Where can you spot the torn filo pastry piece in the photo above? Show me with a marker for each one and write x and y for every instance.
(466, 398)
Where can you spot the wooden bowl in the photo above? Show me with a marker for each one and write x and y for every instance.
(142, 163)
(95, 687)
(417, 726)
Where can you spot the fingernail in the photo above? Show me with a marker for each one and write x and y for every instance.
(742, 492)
────────────────────────────────────────
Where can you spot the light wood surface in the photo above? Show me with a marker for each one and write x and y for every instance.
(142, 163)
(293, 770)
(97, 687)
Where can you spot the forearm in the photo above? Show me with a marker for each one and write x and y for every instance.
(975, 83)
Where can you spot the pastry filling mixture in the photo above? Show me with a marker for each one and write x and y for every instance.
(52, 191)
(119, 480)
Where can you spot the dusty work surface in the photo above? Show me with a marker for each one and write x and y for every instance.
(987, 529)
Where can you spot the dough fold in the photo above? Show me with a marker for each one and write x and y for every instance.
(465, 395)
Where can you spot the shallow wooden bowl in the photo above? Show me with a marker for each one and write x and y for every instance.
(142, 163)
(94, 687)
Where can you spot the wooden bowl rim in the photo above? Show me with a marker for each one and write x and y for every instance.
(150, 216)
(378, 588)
────────────────────────────────────────
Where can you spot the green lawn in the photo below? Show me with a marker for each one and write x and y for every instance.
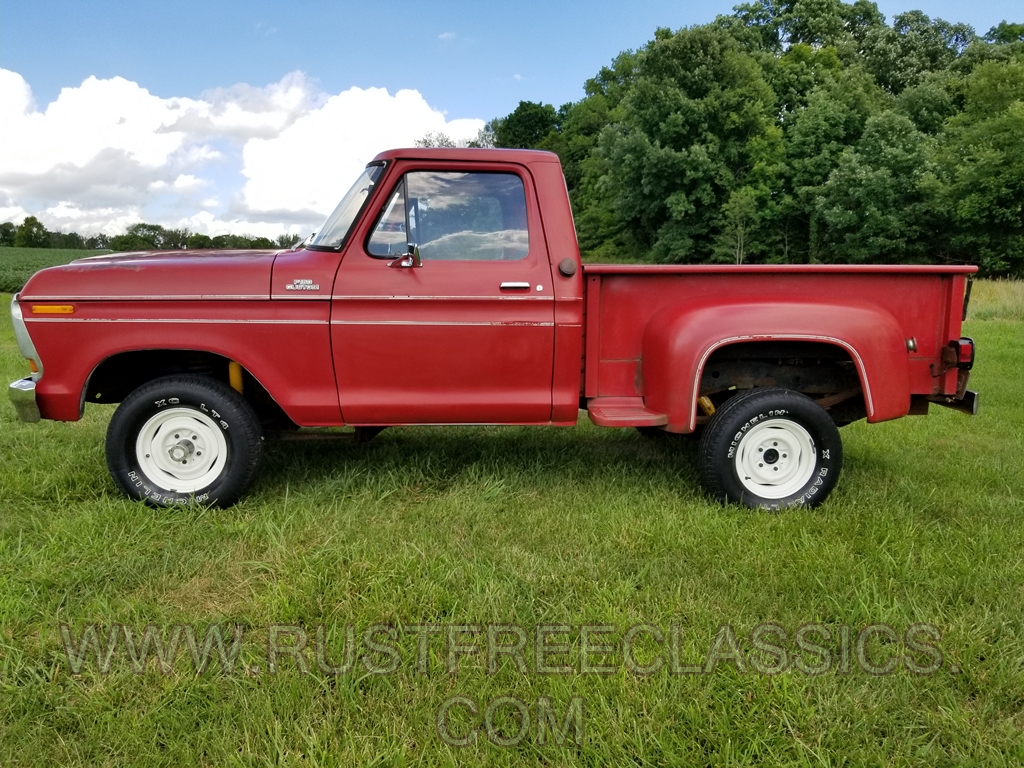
────────────────────────────────────────
## TASK DETAILS
Which rows above contain the string "with"? Copy out each of those rows, treating uppercase and lowercase letters as different.

## THE COMPLETED TASK
Where can you spot the torn filo pastry piece in the photo above? Show me with a marker for each one and write x and y for every instance.
Where can you spot the wooden bowl in the photo above? Show me with a marker for each one and write x and y for every instance.
Where can you spot the fingernail in the photo above? Show me with a marker for each one and write x and y for every instance.
Where can you spot the light wood surface in the photo above? Show me with a marker for each one and write x and y for every instance.
Where can you spot the forearm in the photo above? Show me with a marker for each one and write x and y for every instance.
Where can you spot the pastry filling mixture in the photo above? Show me with a marker for each one and write x and y for every instance.
Where can you spot the dusty work surface in the photo above? Show me with a marker for each one and write x and y for every instance.
Where can you spot the dough fold in the photo above? Show me with a marker for each one and write x and y for every instance.
Where can you spot the shallow wooden bowl in the photo above? Show me with a marker for each one and write x and y for every instance.
Where can you spot the wooden bowl rim in the photo above? Show me with a marker for each one and write x and y for every instance.
Where can you spot the green lawn in the photo below? Show me with a marker for each one and write x and y for every instance.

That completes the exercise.